DIRECTIONS FOR THIS TASK =>
Quote the listing in full, exactly as given, minus any pictures.

Coordinate labeling data

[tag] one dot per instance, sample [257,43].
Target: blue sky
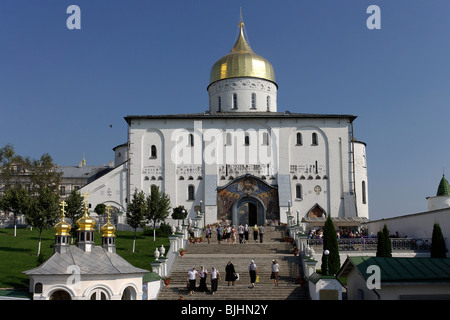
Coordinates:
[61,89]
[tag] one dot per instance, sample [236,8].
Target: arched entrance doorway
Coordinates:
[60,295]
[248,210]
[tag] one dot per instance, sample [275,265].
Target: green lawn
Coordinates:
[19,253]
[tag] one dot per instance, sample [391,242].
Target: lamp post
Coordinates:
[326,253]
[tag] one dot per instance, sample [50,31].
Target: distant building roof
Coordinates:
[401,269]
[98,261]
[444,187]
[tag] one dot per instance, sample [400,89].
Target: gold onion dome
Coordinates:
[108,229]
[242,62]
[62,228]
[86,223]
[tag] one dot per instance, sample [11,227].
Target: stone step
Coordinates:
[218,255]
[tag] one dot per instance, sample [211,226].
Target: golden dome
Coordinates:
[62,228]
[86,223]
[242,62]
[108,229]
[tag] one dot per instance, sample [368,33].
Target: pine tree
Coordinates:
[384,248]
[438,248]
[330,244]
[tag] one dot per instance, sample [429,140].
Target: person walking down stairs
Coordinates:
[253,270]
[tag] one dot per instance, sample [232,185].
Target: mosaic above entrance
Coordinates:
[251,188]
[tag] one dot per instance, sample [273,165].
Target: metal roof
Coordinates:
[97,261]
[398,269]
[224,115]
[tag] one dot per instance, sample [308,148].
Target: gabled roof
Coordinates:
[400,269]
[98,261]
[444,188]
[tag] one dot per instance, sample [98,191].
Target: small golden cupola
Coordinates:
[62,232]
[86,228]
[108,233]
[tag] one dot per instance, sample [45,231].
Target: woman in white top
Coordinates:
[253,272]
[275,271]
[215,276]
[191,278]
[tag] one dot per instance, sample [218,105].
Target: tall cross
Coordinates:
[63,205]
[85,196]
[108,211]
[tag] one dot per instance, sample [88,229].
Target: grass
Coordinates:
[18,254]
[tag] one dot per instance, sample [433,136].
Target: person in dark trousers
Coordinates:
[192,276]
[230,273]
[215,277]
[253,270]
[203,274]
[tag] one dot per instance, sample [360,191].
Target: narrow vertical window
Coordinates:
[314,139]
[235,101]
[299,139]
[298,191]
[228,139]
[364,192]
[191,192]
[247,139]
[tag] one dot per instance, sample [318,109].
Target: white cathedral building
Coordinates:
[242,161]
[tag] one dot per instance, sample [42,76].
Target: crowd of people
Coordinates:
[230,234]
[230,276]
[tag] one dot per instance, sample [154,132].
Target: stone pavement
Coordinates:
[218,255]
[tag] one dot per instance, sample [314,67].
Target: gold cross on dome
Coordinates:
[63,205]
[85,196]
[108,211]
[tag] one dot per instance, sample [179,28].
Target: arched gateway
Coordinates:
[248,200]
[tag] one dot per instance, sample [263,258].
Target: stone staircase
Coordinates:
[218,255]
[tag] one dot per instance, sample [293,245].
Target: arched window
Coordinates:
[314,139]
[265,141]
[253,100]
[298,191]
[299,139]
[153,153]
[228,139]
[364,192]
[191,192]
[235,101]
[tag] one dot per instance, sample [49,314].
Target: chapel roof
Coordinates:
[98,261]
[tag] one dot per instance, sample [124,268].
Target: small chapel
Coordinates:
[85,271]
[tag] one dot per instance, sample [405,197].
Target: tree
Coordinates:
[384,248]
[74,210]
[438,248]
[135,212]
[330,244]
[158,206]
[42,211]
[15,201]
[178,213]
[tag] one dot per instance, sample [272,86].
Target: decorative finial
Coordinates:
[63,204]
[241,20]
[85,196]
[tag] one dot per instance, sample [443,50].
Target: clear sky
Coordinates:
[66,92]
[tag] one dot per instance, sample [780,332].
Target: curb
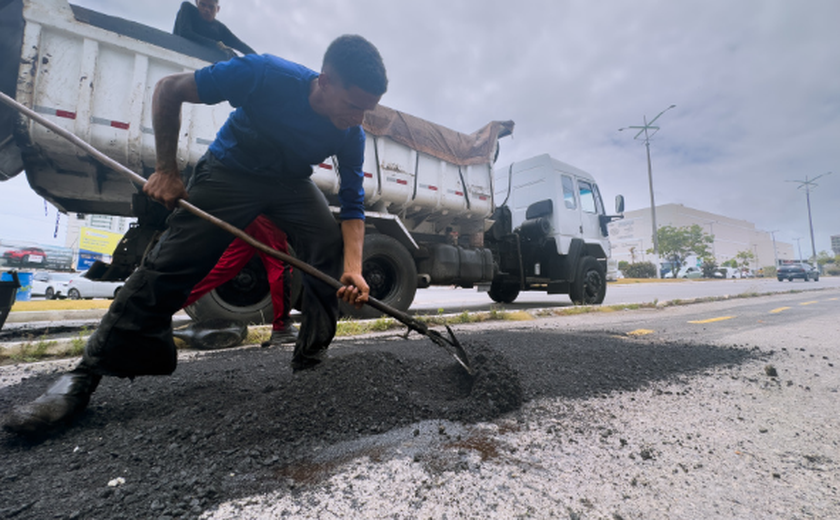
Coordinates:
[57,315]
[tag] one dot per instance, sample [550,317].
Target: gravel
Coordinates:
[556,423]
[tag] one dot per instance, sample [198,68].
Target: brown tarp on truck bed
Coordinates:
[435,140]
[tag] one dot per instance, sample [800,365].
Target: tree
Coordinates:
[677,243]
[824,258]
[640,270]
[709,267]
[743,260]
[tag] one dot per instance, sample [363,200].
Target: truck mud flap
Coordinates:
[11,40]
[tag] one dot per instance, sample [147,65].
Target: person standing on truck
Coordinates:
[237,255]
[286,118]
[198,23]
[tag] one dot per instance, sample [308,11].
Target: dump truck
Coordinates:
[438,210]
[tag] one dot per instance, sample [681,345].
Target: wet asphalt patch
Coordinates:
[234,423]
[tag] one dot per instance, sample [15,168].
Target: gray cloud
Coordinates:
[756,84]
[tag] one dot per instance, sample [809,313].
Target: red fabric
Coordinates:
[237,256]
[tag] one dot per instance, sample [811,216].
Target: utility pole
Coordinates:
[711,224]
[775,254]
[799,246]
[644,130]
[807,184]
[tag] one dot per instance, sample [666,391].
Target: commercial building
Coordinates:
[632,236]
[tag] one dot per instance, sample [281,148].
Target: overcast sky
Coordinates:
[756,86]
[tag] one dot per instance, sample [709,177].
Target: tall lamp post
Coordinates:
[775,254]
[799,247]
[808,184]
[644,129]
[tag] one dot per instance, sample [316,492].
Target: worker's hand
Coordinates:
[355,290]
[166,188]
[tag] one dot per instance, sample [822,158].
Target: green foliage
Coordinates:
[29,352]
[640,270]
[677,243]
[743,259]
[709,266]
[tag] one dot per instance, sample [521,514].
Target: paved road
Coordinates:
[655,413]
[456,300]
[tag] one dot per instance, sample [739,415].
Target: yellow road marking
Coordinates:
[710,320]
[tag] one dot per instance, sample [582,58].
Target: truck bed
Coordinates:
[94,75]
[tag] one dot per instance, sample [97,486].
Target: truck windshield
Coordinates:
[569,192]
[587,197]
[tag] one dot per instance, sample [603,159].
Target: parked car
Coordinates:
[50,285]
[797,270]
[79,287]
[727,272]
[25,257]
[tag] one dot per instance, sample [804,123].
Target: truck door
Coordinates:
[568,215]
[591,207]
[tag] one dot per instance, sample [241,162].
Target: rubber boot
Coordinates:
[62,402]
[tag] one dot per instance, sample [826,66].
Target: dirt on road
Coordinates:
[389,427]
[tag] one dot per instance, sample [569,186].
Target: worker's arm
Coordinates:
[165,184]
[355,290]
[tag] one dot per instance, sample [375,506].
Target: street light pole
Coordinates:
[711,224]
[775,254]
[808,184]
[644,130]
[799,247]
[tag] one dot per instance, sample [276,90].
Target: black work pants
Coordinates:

TASK SOLUTION =>
[tag] one dot per instance, sample [257,43].
Target: blue sky
Coordinates:
[61,89]
[tag] one dot per instance, sample [236,8].
Target: arched entrance doorway
Coordinates:
[60,295]
[248,210]
[tag] one dot per instance, sample [275,265].
Target: green lawn
Coordinates:
[19,253]
[tag] one dot per instance, sample [391,242].
Target: lamp post
Coordinates:
[326,253]
[tag] one dot per instance, sample [50,31].
Target: distant building roof
Coordinates:
[401,269]
[98,261]
[444,187]
[tag] one dot per instance, sample [400,89].
Target: gold onion dome
Coordinates:
[108,229]
[242,62]
[62,228]
[86,223]
[tag] one dot per instance, sample [11,227].
Target: stone step
Coordinates:
[218,255]
[tag] one dot per instance, sample [211,226].
Target: golden dome
Coordinates:
[62,228]
[86,223]
[242,62]
[108,229]
[tag] one dot per instance, sample [368,33].
Target: pine tree
Coordinates:
[384,248]
[438,248]
[330,244]
[tag] one dot per instance, sample [429,140].
Target: person walking down stairs
Coordinates:
[253,270]
[tag] one dot per instance, sample [232,185].
Target: mosaic above entrance
Coordinates:
[251,188]
[tag] one dot per instance, sample [273,165].
Target: metal roof
Coordinates:
[97,261]
[398,269]
[224,115]
[tag] one dot per instance, sample [308,148].
Target: gabled roof
Coordinates:
[400,269]
[98,261]
[444,188]
[tag] one dot per instance, sample [98,191].
Target: small golden cupola
Coordinates:
[62,232]
[86,228]
[108,233]
[tag] one dot per instance, sample [45,231].
Target: woman in white top
Coordinates:
[253,272]
[275,271]
[215,276]
[191,278]
[tag] one dot per instance, sample [218,105].
Target: tall cross
Coordinates:
[63,205]
[85,196]
[108,211]
[tag] one dot per instance, sample [88,229].
Target: grass
Coordinates:
[18,254]
[tag] one dot per instance, sample [433,136].
Target: person in dark trousers
Coordinates:
[192,276]
[230,273]
[215,277]
[253,270]
[203,274]
[tag] one dot per instance, sample [360,191].
Target: narrow vertical window
Coordinates:
[314,139]
[235,101]
[299,139]
[298,191]
[228,139]
[364,192]
[191,192]
[247,139]
[tag] one dot per instance, sample [318,109].
Target: white cathedral building
Coordinates:
[242,161]
[tag] one dot per instance, sample [42,76].
Target: crowd of people
Coordinates:
[230,234]
[230,276]
[tag] one dot per instance, sample [154,132].
Target: stone pavement
Coordinates:
[218,255]
[tag] one dot per instance, sample [314,67].
Target: gold cross on dome
Coordinates:
[63,205]
[85,196]
[108,211]
[tag] one dot per instance, sample [179,28].
Target: arched gateway
Coordinates:
[248,200]
[tag] one dot per instance, sample [263,258].
Target: stone staircase
Coordinates:
[218,255]
[tag] one dot per instance, sample [293,245].
Target: arched window
Coordinates:
[314,139]
[265,141]
[253,100]
[298,191]
[299,139]
[153,153]
[228,139]
[364,192]
[191,192]
[235,101]
[tag] one dot per instance, sample [49,314].
Target: chapel roof
Coordinates:
[98,261]
[tag] one dot per instance, sample [124,268].
Target: small chapel
Coordinates:
[85,271]
[tag] one dot per instance, sample [405,197].
Target: tree
Coordinates:
[384,248]
[74,210]
[438,248]
[135,212]
[330,244]
[158,206]
[42,211]
[15,201]
[178,213]
[tag] one dot per instance, sample [272,86].
Target: decorative finial
Coordinates:
[63,204]
[241,20]
[85,196]
[tag] one dot per instance, sample [443,50].
Target: clear sky
Coordinates:
[66,92]
[tag] one dot per instance, sample [780,332].
Target: curb
Coordinates:
[57,315]
[tag] one dot per instance, sample [550,317].
Target: gravel
Coordinates:
[556,423]
[tag] one dot per instance, sample [198,68].
Target: brown tarp on truck bed
Coordinates:
[435,140]
[tag] one dot per instance, sample [800,365].
Target: tree
Coordinates:
[677,243]
[824,258]
[640,270]
[709,267]
[743,260]
[tag] one dot per instance, sample [363,200].
Target: truck mud flap
Coordinates:
[11,40]
[tag] one dot per instance, sample [147,65].
Target: person standing on truck
Coordinates:
[237,255]
[286,118]
[198,23]
[tag] one dot per instance, sample [308,11].
Target: dump truck
Coordinates:
[438,210]
[tag] one dot per instance, sample [681,345].
Target: wet asphalt patch
Coordinates:
[234,423]
[tag] one dot per instance, sample [15,168].
Target: gray cloud
Coordinates:
[756,84]
[tag] one dot per instance, sample [809,313].
Target: red fabric
Coordinates:
[237,256]
[tag] one dot per instance, sample [811,216].
Target: utility pole
Coordinates:
[711,224]
[775,254]
[799,246]
[644,130]
[807,184]
[tag] one dot per instance, sample [666,391].
Target: commercial building
Coordinates:
[632,236]
[tag] one dot per instance, sample [281,148].
Target: overcast sky
Coordinates:
[756,86]
[tag] one dot per instance, sample [709,177].
Target: tall lamp post
Coordinates:
[775,254]
[799,247]
[808,184]
[644,129]
[tag] one dot per instance, sample [316,492].
Target: worker's hand
Coordinates:
[355,290]
[166,188]
[tag] one dot per instance, sample [822,158].
Target: green foliage
Coordinates:
[29,352]
[640,270]
[677,243]
[743,259]
[709,266]
[tag] one dot per instance, sample [521,514].
Target: paved road
Coordinates:
[655,413]
[456,300]
[tag] one dot per instance, sample [739,415].
Target: yellow road marking
Coordinates:
[710,320]
[tag] one dot per instance, sample [582,58].
Target: truck bed
Coordinates:
[94,75]
[tag] one dot per instance, sample [97,486].
Target: truck windshield
Coordinates:
[569,192]
[587,197]
[tag] one dot per instance, sample [603,159].
Target: parked car
Coordinates:
[50,285]
[797,270]
[79,287]
[727,272]
[25,257]
[tag] one dot per instance, sample [804,123].
Target: truck door
Coordinates:
[568,215]
[591,207]
[tag] one dot per instance, sample [241,162].
Target: rubber boot
Coordinates:
[62,402]
[tag] one dot per instance, sample [826,66].
Target: dirt on road
Coordinates:
[389,427]
[tag] one dot per instance, sample [569,186].
Target: worker's arm
Coordinates:
[165,184]
[355,290]
[tag] one dot per instance, sample [375,506].
Target: street light pole
Coordinates:
[711,224]
[775,254]
[808,184]
[644,130]
[799,247]
[tag] one dot per instance, sample [276,90].
Target: black work pants
Coordinates:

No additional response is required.